■ **THE DATA**:
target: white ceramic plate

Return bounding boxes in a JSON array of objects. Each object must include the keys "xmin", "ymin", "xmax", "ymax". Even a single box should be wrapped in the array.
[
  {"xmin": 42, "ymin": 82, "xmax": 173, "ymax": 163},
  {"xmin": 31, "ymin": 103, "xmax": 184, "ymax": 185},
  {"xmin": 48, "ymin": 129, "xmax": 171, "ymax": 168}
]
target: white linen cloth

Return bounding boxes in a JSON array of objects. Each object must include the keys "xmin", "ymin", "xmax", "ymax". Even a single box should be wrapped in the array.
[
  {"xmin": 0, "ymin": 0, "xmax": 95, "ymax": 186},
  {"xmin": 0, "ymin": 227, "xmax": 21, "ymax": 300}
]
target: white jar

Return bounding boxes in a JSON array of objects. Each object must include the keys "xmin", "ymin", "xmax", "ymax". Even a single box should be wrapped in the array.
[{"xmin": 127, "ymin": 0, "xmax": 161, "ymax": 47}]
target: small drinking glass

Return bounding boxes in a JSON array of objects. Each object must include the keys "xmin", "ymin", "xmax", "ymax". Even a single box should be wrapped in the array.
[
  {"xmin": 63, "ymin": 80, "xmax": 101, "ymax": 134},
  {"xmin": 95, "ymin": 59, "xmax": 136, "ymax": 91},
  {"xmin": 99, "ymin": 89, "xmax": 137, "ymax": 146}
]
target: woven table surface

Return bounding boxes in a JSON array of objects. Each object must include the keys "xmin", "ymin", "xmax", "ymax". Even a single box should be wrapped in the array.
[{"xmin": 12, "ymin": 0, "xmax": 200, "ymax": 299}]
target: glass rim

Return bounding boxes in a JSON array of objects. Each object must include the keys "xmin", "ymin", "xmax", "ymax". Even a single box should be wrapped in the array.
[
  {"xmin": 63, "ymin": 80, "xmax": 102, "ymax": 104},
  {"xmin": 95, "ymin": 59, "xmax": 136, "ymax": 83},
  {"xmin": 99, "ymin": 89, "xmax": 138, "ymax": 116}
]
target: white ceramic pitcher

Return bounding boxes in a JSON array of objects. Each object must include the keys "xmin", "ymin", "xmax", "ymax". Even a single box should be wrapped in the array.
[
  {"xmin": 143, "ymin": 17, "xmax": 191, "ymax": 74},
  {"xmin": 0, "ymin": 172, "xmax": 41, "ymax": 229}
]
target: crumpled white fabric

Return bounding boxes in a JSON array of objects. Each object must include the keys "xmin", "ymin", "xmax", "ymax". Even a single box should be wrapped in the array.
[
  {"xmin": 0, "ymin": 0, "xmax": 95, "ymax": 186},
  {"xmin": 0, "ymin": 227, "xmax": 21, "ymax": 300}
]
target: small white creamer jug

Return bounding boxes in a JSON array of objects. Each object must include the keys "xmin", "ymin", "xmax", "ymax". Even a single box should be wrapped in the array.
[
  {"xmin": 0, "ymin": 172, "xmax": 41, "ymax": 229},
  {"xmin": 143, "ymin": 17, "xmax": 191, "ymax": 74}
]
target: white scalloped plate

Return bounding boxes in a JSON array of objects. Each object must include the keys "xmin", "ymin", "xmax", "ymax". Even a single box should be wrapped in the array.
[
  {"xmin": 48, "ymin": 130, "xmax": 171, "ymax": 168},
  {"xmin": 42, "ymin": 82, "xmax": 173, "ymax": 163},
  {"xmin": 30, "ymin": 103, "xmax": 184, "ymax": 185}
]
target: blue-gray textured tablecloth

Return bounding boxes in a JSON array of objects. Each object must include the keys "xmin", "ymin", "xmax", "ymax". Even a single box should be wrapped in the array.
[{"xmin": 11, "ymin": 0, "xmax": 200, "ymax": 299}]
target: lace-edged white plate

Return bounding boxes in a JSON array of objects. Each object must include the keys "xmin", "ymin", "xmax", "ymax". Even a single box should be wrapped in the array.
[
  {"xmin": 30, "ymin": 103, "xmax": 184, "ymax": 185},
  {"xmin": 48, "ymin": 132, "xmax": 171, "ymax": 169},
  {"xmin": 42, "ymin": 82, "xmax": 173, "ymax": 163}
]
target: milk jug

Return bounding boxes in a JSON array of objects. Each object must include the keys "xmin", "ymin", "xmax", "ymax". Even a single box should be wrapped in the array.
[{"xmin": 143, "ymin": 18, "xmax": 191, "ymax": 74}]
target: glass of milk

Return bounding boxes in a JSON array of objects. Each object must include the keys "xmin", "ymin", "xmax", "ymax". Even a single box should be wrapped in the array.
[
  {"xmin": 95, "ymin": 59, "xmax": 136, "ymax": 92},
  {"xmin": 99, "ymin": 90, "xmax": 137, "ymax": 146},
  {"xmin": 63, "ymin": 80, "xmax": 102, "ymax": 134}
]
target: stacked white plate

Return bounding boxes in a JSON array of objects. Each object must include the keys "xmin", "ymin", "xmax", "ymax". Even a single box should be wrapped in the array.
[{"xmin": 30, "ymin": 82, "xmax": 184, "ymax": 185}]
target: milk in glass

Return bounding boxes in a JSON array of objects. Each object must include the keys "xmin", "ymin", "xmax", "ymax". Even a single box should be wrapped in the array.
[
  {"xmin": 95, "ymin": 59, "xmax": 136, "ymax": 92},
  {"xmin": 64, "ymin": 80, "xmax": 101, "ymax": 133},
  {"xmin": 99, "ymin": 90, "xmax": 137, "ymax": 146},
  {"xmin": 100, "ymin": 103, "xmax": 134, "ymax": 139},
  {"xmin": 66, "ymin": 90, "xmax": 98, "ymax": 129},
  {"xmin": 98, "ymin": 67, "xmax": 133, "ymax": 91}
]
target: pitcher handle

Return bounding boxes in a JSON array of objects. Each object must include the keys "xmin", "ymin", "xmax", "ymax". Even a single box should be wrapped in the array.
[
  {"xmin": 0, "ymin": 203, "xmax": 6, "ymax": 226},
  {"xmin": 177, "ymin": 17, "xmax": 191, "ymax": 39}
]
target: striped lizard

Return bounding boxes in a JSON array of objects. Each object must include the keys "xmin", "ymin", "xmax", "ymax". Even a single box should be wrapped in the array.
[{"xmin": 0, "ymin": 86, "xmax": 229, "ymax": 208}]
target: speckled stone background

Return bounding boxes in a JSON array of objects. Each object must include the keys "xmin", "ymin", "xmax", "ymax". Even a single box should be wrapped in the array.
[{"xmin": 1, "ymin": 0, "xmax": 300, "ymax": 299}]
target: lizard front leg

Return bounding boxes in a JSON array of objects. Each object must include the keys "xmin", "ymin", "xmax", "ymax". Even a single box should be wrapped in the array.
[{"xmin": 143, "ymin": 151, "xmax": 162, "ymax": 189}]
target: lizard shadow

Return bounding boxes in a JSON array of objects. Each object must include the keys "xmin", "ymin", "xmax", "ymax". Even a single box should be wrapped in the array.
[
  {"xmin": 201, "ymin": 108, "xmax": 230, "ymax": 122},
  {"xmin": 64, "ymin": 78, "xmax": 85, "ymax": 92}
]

■ **TASK DETAILS**: Go through the material above and count the lines that contain "lizard"; answer with the number alone.

■ **COMPLETED EXERCISE**: 3